Недостатки бихевиорального подхода обнаружились уже к концу 60-х годов. О необходимости пересмотра некоторых положений бихевиорализма, о сущ­ности постбихевиоральной революции и шла речь в президентском обращении Д. Истона.

Бихевиоральная революция, по мнению Истона, еще не завершена, но она уже настигнута нара­стающими социальными и политическими кризисами нашего времени. Их давление приводит к новому кризису нашей науки, мучительные спазмы кото­рого ощущаем и мы сами. Этот новый и последний вызов направлен против развивающейся бихевиоральной ортодоксии. Я называю его постбихевиораль­ной революцией.

Сущность постбихевиоральной революции заключается в глубоком не­приятии такого политического исследования и обучения, которое стремится превратить изучение политики в более жесткую научную дисциплину, осно­ванную на методологии естественных наук. Хотя эта революция может восп­риниматься лишь как еще одна реакция на бихевиорализм, в действительно­сти дело обстоит иначе. До сих пор сопротивление инкорпорации научного ме­тода происходило в форме обращения к прошлому — к классической полити­ческой науке, такой, как естественное право, или к более свободно воспринима­емому, неметодологическому по природе, традиционному исследованию. Би­хевиорализм рассматривался как опасность для status quo; классицизм и тра­диционализм были откликом, сделанным с расчетом сохранить то, что уже есть, отрицая саму возможность науки о политике.

Постбихевиоральная революция, считает Истон, нацелена, однако, в будущее. Она не стре­мится специально вернуться к какому-то золотому периоду политического ис­следования и не пытается законсервировать или даже разрушить определен­ный методологический подход. Эта революция вовсе не призывает к отрица­нию возможности открытых для проверки обобщений о человеческом поведе­нии. Она, скорее, стремится развивать политическую науку в новых направле­ниях. Точно так же бихевиорализм в 50-х годах, приняв новую технологию, стремился скорее добавить, чем отрицать наше наследие. Это новое движе­ние — истинная революция, а не реакция, становление, а не консервация, ре­форма, а не контрреформация.

Постбихевиорализм — это одновременно и движение, так называемое объе­динение людей, и интеллектуальное течение. Как движению ему присуще мно­го разрозненных, неустойчивых, непостоянных качеств, что было характерно и для начального периода бихевиоралыюй революции. Мы также не можем придать всем постбихевиоралистам определенную политическую окраску. Среди них есть как консерваторы, так и активные сторонники левых взглядов. Нет в этом движении четких методоло­гических обязательств. Она охватывает как ученых-ригористов, так и привер­женцев классики. Это немыслимое разнообразие — политическое, мето­дологическое и возрастное — объединено одним только чувством — глубокой неудовлетворенностью направлением современного политического исследова­ния...

**ЗАДАНИЕ К УПРАЖНЕНИЮ**
Изложите фрагмент о постбихевиоральной революции в двух предложениях.

**ПРЕДОСТАВЛЕННЫЕ ЗАПИСИ**
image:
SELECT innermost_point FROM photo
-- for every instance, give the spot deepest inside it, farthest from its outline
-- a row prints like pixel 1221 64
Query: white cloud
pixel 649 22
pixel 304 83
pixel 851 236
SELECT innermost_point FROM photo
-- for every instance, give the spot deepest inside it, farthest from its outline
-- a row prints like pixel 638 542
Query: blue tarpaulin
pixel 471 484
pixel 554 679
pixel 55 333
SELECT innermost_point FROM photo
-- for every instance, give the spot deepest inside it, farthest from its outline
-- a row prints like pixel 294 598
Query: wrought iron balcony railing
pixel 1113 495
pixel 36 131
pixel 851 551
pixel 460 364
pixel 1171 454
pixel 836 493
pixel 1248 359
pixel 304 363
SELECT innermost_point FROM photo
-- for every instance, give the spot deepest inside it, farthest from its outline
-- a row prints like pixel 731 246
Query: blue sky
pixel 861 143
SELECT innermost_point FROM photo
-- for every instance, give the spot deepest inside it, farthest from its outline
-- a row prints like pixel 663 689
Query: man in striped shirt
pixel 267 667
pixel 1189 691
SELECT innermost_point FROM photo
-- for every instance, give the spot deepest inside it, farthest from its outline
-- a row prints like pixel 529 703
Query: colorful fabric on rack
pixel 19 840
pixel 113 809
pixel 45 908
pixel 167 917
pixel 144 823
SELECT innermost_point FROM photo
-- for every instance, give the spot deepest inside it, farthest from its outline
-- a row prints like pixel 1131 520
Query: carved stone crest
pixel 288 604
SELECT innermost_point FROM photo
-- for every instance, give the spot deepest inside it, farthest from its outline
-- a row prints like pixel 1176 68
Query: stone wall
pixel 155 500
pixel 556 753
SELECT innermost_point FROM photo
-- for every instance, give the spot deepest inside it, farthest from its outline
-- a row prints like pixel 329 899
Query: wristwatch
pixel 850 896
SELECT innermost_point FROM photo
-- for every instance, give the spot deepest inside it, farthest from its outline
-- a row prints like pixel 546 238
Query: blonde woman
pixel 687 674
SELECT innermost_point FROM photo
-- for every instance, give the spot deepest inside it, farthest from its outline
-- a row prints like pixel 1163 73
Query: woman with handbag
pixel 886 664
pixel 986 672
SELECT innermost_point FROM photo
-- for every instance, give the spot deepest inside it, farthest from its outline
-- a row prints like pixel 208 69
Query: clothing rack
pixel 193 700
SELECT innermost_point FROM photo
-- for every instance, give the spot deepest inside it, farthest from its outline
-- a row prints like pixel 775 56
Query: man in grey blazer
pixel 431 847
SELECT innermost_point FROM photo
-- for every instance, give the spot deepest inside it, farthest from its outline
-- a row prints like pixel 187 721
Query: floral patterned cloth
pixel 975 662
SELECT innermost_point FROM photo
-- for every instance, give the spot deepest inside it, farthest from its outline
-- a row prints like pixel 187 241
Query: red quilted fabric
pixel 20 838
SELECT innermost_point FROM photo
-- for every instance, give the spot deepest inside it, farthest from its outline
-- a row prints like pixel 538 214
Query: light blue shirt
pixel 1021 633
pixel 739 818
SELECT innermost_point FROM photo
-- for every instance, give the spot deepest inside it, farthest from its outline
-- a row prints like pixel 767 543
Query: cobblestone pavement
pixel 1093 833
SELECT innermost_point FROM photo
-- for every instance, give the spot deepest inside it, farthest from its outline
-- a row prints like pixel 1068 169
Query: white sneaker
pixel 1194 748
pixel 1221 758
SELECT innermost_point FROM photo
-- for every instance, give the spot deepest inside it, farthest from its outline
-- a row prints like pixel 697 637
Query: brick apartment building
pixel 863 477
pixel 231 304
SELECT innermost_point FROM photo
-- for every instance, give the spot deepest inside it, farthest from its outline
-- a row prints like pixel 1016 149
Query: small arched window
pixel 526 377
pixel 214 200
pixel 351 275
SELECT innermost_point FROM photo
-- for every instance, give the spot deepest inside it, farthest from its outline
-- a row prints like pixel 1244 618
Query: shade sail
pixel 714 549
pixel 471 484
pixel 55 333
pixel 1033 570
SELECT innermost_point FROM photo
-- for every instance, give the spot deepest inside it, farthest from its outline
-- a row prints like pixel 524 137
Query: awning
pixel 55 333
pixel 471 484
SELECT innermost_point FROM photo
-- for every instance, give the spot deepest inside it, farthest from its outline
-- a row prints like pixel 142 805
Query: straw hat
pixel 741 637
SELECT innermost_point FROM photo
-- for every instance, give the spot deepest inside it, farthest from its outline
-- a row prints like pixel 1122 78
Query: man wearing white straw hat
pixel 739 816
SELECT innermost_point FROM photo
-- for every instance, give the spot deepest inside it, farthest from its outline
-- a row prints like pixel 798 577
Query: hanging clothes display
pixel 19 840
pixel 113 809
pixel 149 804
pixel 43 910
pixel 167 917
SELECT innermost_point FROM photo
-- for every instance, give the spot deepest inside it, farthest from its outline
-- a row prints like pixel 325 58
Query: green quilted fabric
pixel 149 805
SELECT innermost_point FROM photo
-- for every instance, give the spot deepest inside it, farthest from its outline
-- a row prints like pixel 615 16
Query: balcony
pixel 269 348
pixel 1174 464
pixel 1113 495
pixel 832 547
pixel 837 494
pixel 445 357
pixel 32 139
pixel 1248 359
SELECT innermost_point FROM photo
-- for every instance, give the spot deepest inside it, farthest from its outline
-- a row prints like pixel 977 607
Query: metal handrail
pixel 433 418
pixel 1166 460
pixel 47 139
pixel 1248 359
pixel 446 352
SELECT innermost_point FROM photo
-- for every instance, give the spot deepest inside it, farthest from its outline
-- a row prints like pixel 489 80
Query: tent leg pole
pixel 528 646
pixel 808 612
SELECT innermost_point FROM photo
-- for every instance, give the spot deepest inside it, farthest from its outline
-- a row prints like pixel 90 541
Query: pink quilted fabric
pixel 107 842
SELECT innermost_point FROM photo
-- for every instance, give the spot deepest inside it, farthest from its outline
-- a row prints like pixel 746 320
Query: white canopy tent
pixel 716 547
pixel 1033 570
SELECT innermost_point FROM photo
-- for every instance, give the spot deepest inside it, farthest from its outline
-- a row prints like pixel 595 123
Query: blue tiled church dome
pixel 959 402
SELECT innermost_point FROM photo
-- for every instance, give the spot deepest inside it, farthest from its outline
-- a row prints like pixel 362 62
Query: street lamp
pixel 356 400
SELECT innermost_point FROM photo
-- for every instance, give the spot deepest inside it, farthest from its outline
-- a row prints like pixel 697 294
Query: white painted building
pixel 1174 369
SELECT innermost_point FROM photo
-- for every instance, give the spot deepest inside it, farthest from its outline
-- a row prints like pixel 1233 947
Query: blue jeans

**ОТВЕТ НА ЗАДАНИЕ**
По мнению Д. Истона, постбихевиоральная революция направлена против складывающейся бихевиоральной ортодоксии и отвергает стремление превратить изучение политики в жесткую дисциплину по образцу естественных наук. При этом она обращена не в прошлое, а в будущее, а ее участников, разнородных по политическим взглядам, методологии и возрасту, объединяет лишь глубокая неудовлетворенность направлением современного политического исследования.